*Exercise*
Your answer should hold exactly the lines from the one with "out the young" through the final line of the data below, reproduced as written.

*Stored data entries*
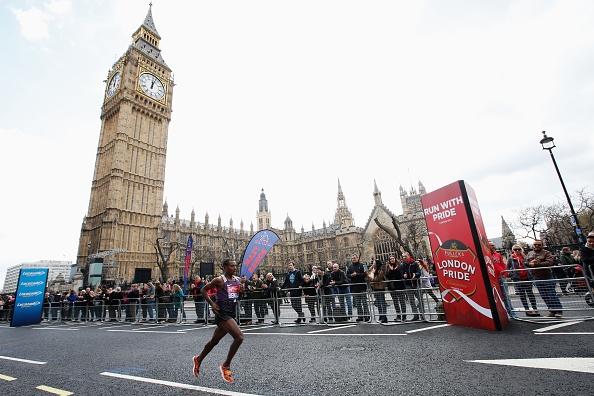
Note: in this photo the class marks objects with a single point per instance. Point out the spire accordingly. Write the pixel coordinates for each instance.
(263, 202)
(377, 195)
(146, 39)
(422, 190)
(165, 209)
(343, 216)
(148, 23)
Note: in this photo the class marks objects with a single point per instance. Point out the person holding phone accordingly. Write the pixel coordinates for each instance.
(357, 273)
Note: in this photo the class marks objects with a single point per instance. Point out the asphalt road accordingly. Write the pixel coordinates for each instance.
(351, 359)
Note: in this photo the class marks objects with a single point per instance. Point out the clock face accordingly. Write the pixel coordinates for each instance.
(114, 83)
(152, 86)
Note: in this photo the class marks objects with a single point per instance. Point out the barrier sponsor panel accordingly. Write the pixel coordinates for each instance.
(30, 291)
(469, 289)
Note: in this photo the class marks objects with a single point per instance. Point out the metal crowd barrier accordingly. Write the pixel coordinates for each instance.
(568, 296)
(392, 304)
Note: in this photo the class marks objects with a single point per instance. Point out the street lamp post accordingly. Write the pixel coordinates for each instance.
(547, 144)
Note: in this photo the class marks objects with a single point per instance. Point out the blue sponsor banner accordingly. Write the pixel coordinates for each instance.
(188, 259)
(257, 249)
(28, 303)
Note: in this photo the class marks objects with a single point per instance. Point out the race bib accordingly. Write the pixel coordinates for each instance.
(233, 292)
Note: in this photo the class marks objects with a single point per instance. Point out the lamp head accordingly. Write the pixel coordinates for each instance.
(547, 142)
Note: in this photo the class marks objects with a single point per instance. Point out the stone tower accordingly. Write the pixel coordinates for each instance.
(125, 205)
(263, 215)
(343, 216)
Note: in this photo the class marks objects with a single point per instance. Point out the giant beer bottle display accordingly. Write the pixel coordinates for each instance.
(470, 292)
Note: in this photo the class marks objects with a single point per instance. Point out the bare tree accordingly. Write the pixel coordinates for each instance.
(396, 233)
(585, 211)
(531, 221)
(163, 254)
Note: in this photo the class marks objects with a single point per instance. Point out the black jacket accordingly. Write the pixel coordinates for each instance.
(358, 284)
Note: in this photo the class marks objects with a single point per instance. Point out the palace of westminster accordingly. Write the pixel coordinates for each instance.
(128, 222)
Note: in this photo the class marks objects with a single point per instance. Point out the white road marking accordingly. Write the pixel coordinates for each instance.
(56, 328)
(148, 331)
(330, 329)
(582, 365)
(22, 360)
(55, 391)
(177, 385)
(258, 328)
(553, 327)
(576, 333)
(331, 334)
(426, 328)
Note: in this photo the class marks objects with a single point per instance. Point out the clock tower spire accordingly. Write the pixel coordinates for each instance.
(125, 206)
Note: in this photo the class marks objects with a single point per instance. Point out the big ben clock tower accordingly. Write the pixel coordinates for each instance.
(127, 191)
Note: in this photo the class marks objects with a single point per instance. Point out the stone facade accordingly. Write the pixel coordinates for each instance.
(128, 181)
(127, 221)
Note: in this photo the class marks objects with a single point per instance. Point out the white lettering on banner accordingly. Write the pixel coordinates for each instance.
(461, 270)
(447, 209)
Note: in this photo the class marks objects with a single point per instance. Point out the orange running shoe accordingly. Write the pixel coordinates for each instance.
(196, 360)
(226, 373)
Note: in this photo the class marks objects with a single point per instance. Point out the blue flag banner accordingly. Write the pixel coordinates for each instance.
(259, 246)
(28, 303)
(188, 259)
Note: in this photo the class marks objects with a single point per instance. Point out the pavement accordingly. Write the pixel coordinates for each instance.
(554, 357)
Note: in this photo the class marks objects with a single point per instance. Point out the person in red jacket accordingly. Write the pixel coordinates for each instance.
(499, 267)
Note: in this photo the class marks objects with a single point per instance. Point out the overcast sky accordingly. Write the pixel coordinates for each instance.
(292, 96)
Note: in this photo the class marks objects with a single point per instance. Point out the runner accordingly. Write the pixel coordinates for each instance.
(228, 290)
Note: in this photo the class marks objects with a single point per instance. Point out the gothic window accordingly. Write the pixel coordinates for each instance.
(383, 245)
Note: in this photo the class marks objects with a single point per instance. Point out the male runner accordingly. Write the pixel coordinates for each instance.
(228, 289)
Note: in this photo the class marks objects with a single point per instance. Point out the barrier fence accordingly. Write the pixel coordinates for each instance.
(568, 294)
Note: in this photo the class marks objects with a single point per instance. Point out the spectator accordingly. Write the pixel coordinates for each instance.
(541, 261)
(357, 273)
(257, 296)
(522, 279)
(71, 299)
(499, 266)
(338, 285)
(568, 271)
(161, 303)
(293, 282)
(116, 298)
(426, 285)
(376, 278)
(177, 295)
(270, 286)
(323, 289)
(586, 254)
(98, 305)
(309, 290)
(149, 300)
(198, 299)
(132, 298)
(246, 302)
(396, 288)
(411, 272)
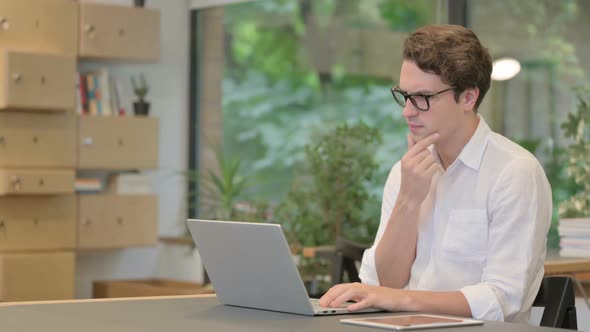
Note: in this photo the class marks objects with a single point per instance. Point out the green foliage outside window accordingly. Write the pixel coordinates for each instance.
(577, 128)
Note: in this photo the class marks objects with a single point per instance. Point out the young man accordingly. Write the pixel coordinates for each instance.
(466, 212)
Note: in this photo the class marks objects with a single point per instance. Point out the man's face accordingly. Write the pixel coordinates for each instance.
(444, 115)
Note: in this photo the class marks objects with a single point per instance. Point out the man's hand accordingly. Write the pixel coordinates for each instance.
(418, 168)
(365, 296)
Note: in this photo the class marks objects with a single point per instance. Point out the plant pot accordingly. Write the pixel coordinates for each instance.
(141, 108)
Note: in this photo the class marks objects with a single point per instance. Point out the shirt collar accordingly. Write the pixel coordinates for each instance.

*Response to this exercise*
Note: in this photo the class marks objects with a single point per instance. Point out the young man accordingly. Write the pixel coordinates for each instance.
(466, 212)
Note: in this photo the class marks objects with a single point per instance. Point out the man's face accordingly. Write the pixel coordinates for each instance.
(444, 115)
Note: in this photo the class marks objects with a single point per instance. Point out the man's hand accordingly. Write the pixel coordinates for each instance.
(418, 168)
(365, 296)
Note: in this photo the class marks objects with a single point per instance. Point out the plant pot accordingly. Write the pixel coordinates for each instance.
(141, 108)
Note: in this photo the class marks objects with a single point per instance. Point out the shirt collar accordingly. Write the pixel coordinates for each instance.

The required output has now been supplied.